--- start Exercise materials ---

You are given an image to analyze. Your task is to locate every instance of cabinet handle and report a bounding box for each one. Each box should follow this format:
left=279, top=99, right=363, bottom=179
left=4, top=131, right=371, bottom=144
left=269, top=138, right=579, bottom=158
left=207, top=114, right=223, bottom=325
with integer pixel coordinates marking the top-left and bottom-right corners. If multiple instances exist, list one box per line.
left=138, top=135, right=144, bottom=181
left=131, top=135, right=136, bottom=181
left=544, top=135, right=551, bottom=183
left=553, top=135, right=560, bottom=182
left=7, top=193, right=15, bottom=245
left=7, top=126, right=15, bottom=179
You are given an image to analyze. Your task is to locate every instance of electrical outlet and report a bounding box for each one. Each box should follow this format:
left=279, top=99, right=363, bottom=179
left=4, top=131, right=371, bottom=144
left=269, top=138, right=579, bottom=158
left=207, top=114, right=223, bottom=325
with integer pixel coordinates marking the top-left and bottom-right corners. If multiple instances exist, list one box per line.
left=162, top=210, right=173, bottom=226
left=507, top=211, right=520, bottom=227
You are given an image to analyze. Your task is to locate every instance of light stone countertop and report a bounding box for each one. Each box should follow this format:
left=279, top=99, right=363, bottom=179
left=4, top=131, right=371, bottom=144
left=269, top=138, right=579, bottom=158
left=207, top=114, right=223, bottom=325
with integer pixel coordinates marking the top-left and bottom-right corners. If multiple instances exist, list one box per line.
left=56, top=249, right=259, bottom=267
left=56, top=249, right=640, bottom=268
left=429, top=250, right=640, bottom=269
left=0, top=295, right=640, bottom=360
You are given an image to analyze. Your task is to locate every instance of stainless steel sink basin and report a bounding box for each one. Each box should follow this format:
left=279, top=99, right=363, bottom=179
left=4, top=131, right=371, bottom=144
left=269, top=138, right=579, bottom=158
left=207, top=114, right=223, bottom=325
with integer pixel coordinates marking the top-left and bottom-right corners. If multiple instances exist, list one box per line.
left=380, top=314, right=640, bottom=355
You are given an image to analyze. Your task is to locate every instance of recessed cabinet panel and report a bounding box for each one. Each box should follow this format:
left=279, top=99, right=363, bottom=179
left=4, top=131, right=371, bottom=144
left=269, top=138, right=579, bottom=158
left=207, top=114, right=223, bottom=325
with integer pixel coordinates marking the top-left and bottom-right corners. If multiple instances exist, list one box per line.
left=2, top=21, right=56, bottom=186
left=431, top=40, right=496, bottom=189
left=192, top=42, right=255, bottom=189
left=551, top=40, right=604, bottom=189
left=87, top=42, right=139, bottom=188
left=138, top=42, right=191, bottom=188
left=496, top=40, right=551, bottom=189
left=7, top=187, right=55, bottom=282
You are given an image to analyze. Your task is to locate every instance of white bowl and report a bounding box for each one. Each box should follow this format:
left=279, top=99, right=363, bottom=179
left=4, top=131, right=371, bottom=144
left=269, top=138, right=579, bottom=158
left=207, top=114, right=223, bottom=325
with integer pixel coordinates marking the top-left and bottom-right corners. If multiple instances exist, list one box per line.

--- end Exercise materials ---

* What is required: Please repeat all of the material above word for word, keeping every line in its original order.

* Task result:
You are given an image to analyze. Your task is to locate every instance of cabinet handle and report a bounding box for each one. Each box should follow this format:
left=279, top=99, right=363, bottom=179
left=4, top=131, right=371, bottom=144
left=269, top=138, right=579, bottom=158
left=207, top=114, right=223, bottom=325
with integer pixel coordinates marking the top-left and bottom-right corners. If multiple instances exist, list one box per line.
left=138, top=135, right=144, bottom=181
left=131, top=135, right=136, bottom=181
left=544, top=135, right=551, bottom=183
left=553, top=135, right=560, bottom=182
left=7, top=193, right=15, bottom=245
left=7, top=126, right=15, bottom=179
You are given an image to analyze. Your task is to locate every instance of electrical outlet and report a bounding box for each one. Each box should follow this format:
left=279, top=99, right=363, bottom=179
left=4, top=131, right=371, bottom=144
left=269, top=138, right=579, bottom=158
left=207, top=114, right=223, bottom=325
with integer pixel coordinates marking the top-left and bottom-right corners. If multiple instances exist, list one box per line.
left=162, top=210, right=173, bottom=226
left=507, top=211, right=520, bottom=227
You are given an image to analyze. Your task is to locate every instance of light stone countertop and report a bounding box for each one. Each box should follow this format:
left=279, top=99, right=363, bottom=179
left=4, top=131, right=371, bottom=144
left=269, top=138, right=579, bottom=158
left=207, top=114, right=223, bottom=325
with integer pixel coordinates marking the top-left and bottom-right corners. If multiple instances exist, list one box per line.
left=56, top=249, right=259, bottom=267
left=56, top=249, right=640, bottom=268
left=429, top=250, right=640, bottom=269
left=0, top=295, right=640, bottom=360
You are given an image to analyze. Your task is to locate every instance of stainless steel sink basin and report a bounding box for each one. Each box should follow this format:
left=279, top=99, right=363, bottom=179
left=4, top=131, right=371, bottom=144
left=269, top=138, right=579, bottom=158
left=207, top=114, right=223, bottom=325
with integer pixel coordinates marking the top-left and bottom-right corners. If multiple instances exist, list one box per line.
left=380, top=314, right=640, bottom=355
You are given an image to analyze. Your task is to locate every instance of recessed cabinet panel and report a bounding box for each one. Each box should follow this format:
left=279, top=99, right=363, bottom=179
left=4, top=131, right=371, bottom=144
left=269, top=138, right=579, bottom=158
left=207, top=114, right=223, bottom=325
with integer pixel coordinates marking the top-left and bottom-right corners. If multiple instances exist, list one box per line.
left=2, top=21, right=56, bottom=186
left=431, top=40, right=496, bottom=189
left=192, top=42, right=255, bottom=189
left=551, top=40, right=604, bottom=189
left=87, top=42, right=139, bottom=188
left=138, top=42, right=191, bottom=188
left=496, top=40, right=551, bottom=189
left=7, top=187, right=55, bottom=282
You are given an image to analyze. Your task is to locate every instance of white bowl and report a bounding box for each one. Each box should follow this format:
left=279, top=99, right=363, bottom=179
left=4, top=131, right=371, bottom=144
left=269, top=138, right=579, bottom=158
left=207, top=114, right=223, bottom=325
with integer pixel coordinates marking the top-left and bottom-right corners. If multiple instances exist, list one box per line.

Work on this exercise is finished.